== OBJECTIVE ==
Reproduce every entry exactly.

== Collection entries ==
# # # # #
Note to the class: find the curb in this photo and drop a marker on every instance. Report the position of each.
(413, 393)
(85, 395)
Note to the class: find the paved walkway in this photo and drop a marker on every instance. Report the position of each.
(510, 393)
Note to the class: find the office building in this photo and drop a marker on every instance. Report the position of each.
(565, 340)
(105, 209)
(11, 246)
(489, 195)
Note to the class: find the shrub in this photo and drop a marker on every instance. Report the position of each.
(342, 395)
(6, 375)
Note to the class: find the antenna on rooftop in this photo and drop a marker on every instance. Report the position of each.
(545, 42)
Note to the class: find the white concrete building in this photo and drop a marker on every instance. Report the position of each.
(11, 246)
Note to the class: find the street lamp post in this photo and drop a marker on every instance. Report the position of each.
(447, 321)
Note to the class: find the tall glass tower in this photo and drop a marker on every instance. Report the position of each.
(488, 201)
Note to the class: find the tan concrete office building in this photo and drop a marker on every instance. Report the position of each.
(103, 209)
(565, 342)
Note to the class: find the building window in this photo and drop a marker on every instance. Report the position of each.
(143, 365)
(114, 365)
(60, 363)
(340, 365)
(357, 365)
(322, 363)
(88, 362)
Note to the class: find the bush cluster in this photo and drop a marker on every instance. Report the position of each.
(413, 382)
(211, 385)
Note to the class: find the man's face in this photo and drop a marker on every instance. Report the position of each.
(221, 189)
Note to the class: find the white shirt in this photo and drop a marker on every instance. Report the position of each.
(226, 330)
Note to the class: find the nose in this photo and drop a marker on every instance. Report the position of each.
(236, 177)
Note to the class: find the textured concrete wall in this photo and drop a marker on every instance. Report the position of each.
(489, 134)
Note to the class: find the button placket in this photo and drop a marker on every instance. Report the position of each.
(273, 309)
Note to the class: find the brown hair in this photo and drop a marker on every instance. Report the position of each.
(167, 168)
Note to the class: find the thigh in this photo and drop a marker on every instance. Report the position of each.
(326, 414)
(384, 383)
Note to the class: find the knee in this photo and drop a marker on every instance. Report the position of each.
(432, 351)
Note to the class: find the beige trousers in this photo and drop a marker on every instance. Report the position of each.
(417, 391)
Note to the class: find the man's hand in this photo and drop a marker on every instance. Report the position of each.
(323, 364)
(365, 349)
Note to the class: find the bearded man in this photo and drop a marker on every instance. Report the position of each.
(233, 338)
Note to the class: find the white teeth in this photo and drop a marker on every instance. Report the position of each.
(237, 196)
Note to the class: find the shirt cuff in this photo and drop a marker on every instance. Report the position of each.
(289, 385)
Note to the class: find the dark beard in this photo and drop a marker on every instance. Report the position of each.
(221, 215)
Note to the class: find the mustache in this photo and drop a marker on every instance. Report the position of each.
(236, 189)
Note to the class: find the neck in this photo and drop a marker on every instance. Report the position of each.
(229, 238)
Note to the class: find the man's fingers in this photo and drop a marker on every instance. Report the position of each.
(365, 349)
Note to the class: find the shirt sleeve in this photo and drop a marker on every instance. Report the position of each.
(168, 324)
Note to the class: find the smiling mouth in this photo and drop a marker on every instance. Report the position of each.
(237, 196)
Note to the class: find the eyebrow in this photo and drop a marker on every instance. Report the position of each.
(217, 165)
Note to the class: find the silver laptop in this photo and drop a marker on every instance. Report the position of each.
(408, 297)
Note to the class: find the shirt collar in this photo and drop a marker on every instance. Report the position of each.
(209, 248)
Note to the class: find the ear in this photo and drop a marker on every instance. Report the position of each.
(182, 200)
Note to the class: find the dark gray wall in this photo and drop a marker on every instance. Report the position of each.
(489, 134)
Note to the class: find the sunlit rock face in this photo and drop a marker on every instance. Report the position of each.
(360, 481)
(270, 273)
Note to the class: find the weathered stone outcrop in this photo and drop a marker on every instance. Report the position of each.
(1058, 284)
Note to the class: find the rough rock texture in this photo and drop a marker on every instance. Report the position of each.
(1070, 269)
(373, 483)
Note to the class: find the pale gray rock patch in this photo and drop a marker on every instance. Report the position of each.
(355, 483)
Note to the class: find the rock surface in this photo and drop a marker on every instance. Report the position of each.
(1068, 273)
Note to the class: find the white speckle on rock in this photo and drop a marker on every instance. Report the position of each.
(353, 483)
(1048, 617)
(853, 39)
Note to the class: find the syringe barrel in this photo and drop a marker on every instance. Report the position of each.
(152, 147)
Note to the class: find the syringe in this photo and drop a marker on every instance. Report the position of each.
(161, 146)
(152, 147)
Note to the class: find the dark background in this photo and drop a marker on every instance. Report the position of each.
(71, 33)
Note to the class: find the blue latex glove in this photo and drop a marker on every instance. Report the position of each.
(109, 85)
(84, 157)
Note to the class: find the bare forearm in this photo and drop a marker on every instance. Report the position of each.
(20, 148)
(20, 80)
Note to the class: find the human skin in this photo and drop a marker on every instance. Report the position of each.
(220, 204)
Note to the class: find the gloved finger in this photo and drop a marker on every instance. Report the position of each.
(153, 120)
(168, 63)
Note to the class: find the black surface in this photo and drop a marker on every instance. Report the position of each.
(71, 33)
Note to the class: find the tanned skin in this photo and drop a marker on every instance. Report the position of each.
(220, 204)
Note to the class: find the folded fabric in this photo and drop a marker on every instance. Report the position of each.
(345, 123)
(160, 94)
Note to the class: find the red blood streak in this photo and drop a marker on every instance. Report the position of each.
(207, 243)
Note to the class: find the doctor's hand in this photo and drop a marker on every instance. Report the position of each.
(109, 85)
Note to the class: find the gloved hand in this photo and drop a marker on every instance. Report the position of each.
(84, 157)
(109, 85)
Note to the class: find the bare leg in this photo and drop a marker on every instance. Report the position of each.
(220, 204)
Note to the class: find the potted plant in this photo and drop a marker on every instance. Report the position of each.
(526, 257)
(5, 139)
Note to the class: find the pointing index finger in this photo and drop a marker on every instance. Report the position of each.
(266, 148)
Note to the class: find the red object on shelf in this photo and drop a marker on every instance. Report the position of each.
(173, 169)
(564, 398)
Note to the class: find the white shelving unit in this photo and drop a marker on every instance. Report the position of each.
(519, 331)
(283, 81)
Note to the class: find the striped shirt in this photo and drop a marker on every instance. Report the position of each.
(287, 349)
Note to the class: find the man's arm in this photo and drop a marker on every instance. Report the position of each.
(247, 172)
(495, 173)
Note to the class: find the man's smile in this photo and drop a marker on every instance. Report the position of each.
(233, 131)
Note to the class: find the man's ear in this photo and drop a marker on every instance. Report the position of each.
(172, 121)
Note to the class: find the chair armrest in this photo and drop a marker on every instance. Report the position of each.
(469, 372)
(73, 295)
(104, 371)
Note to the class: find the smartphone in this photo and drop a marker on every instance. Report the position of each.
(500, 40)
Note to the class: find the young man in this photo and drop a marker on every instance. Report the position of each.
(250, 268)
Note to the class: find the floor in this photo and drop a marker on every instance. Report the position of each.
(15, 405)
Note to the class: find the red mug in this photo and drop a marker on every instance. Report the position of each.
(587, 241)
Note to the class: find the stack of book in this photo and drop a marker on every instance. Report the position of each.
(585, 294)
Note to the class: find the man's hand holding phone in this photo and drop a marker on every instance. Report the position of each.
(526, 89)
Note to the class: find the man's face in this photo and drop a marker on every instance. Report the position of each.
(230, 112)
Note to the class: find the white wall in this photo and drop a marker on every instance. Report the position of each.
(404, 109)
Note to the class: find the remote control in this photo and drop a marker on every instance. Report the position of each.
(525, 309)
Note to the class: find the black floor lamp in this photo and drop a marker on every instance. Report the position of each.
# # # # #
== WORKED SOLUTION ==
Note to the class: find the curb in this photo and drop a marker on every instance. Report the position of each.
(413, 393)
(85, 395)
Note to the class: find the paved walkway in this photo and drop a marker on every instance. Report the position of each.
(510, 393)
Note to the class: find the office building in this photo and drop a marker on every instance. Report the position of each.
(565, 340)
(105, 209)
(11, 246)
(489, 195)
Note to the class: find the shrub in this photo and drop a marker on every instance. Report the position of each.
(342, 395)
(6, 375)
Note to the class: find the antenna on rooftop in this photo and drop a marker on every instance. Report the position of each.
(545, 42)
Note to the class: find the white concrete building in this photo and drop a marker on every instance. Report the position of each.
(11, 246)
Note to the class: find the street lamp post in this photo and drop a marker on every instance. Report the position of each.
(447, 321)
Note to the class: find the tall glass tower in this photo and drop a marker on every instance. Report the position of each.
(488, 201)
Note to the class: find the tan concrete office building in this photo and drop a marker on every instance. Report the position of each.
(103, 209)
(565, 342)
Note to the class: find the building window in this photo and drop a marker on every instance. Report the position of each.
(143, 365)
(114, 365)
(60, 363)
(340, 365)
(357, 365)
(322, 363)
(88, 362)
Note to the class: find the bush cluster in this photo and drop a marker on every instance. Report the position of each.
(413, 382)
(211, 385)
Note to the class: find the man's face in this photo and drop a marker on every instance. Report the position of each.
(221, 189)
Note to the class: find the white shirt in this photo and drop a marker on every instance. Report the position of each.
(226, 330)
Note to the class: find the nose in this photo and drop a marker on every instance. Report the position of each.
(236, 177)
Note to the class: find the textured concrete wall in this photo and drop a marker on every instance. Report the position of each.
(489, 134)
Note to the class: find the button placket in this photo and drop a marker on every instance. Report the position of each.
(273, 309)
Note to the class: find the brown hair in this photo and drop a marker on every instance. Report the position of each.
(167, 168)
Note to the class: find the thigh in this photo and drop a marker on every instance. Report the position of each.
(326, 414)
(384, 383)
Note to the class: find the knee in this photo and drop a marker on every instance. Report the position of each.
(432, 351)
Note to the class: find the beige trousers in this photo and drop a marker on every instance. Report the position of each.
(417, 391)
Note to the class: find the man's hand in this photo and drop a marker on every instance. Report the position of each.
(323, 364)
(365, 349)
Note to the class: find the bearded man in this photo and drop a marker on every instance. Report the position of each.
(233, 338)
Note to the class: find the white teeth in this photo and drop a marker on every instance. Report the position of each.
(237, 196)
Note to the class: find the shirt cuff in this photo and drop a marker on every instance. Report the position of each.
(289, 385)
Note to the class: find the dark beard in this photo and drop a marker on every instance. Report the position of each.
(221, 215)
Note to the class: find the mustache in this photo and drop a marker on every instance. Report the position of each.
(236, 189)
Note to the class: find the neck in this photo and drop a marker on every instance. Report the position of each.
(229, 238)
Note to the class: find the man's fingers in this photo and drop a marker on every instance. Report the position of each.
(365, 349)
Note to the class: find the shirt sleeve in this photo and drop a marker on every instance. Report the position of each.
(168, 324)
Note to the class: find the smiling mouth in this photo and drop a marker on every instance. Report the position of each.
(237, 196)
Note to the class: find the eyebrow in this photo and drop a marker on every instance. Report the position of each.
(217, 165)
Note to the class: find the silver laptop in this photo and drop a marker on every instance. Report the position of each.
(408, 297)
Note to the class: find the shirt collar in this photo and drop a marker on every instance. Report the position of each.
(209, 248)
Note to the class: find the ear in this photo and drop a marker on every instance. Report the position of each.
(182, 200)
Note to the class: find the dark gray wall in this photo and drop a marker on every instance. Report the position of each.
(489, 134)
Note to the class: find the sunlit rock face in this photo and drop a marker on every instance. Report the position of each.
(360, 481)
(270, 273)
Note to the class: find the weathered stone outcrop in this photo and drop a marker on every instance. Report the position of each.
(1058, 284)
Note to the class: find the rough rock texture in this photo and drop a marker on every instance. Report the position of each.
(1070, 269)
(373, 483)
Note to the class: find the pale gray rock patch in this photo and drop a marker on every instance. Report the position of each.
(355, 483)
Note to the class: find the rock surface in this photo and drop a marker on every instance. Report the position of each.
(1068, 273)
Note to the class: find the white speckle on rock in this photo and drop a marker on every instance. Report the position of each.
(353, 483)
(1048, 617)
(853, 39)
Note to the class: find the syringe barrel in this photo and drop a marker on every instance. Report the position of each.
(152, 147)
Note to the class: find the syringe in this photo and drop a marker on every instance. Report the position of each.
(161, 146)
(152, 147)
Note to the class: find the dark background in this photo and drop a marker on every instance. Report the position of each.
(71, 33)
Note to the class: find the blue latex glove in this photo and drop a marker on every instance. Report the position of each.
(109, 85)
(84, 157)
Note to the class: find the bare forearm in this photo and drop a marker on every instance. Report the position of each.
(20, 148)
(20, 80)
Note to the class: find the human skin in this photo and drop a marker on every instance. Report the position of each.
(220, 204)
Note to the class: find the gloved finger in this photo and drop a marker on every instance. Report the position of each.
(153, 120)
(168, 63)
Note to the class: find the black surface in this photo and drop a marker on every instance. Report the position of each.
(71, 33)
Note to the class: find the tanned skin in this photo and drop a marker on every instance. Report the position of each.
(220, 204)
Note to the class: find the folded fabric in this photo and drop a marker on every instance. Report the position of each.
(345, 123)
(160, 94)
Note to the class: find the red blood streak in this photo and drop a marker on every instance. Report the position of each.
(207, 243)
Note to the class: find the doctor's hand in this photo and drop a marker on every instance. Report the position of each.
(109, 85)
Note to the class: find the gloved hand in this photo and drop a marker on every instance. Report the position of each.
(84, 157)
(109, 85)
Note to the class: find the bare leg in this photo and drop a marker on every instance. Report the position of each.
(220, 204)
Note to the class: find the potted plant in this photo and drop a marker on every instance. Report the position of each.
(526, 257)
(5, 139)
Note to the class: find the pointing index finger in this photo and drop a marker on every instance. Report the position of each.
(266, 148)
Note to the class: find the red object on shelf in this photo and drop a marker on every instance. Report the position of each.
(173, 169)
(564, 398)
Note to the class: find the white shelving unit in this photo and drop a marker on every instance. Report the position of each.
(519, 331)
(283, 81)
Note to the class: find the striped shirt in this photo and drop a marker on every instance. Report the position of each.
(287, 349)
Note to the class: find the man's arm in this photo and drop a marker on every instance. Report the position of each.
(247, 172)
(495, 173)
Note to the class: find the man's smile in this photo and drop a marker on every instance. Report the position of each.
(233, 131)
Note to the class: find the man's ear in this photo and drop a marker on every instance. Report the position of each.
(172, 121)
Note to the class: find the chair armrest in this photo and drop a marker on every instance. Report the position of each.
(469, 372)
(73, 295)
(104, 371)
Note to the class: find the smartphone in this photo and drop a marker on every instance. Report the position of each.
(500, 40)
Note to the class: find the young man in this photo and drop a marker on every instance. Report the position of each.
(250, 268)
Note to the class: find the floor in this photo and drop a marker on every instance. Report the position of each.
(15, 405)
Note to the class: find the red mug in this photo and drop a marker on every instance. Report the position of each.
(587, 241)
Note to the class: find the stack of book in this photo and drop a marker on every instance. Report the position of each.
(585, 294)
Note to the class: find the man's hand holding phone in this photo and drop a marker on every instance. Report the position of each.
(526, 89)
Note to the class: find the man's face in this photo and drop a marker on every instance. Report the position of each.
(230, 112)
Note to the class: find the white wall in this photo and drop a marker on every instance. Report the position of each.
(404, 109)
Note to the class: find the remote control in this photo and drop a marker on every instance. Report the position of each.
(525, 309)
Note to the class: find the black floor lamp in this photo and drop a marker on every instance. Report the position of each.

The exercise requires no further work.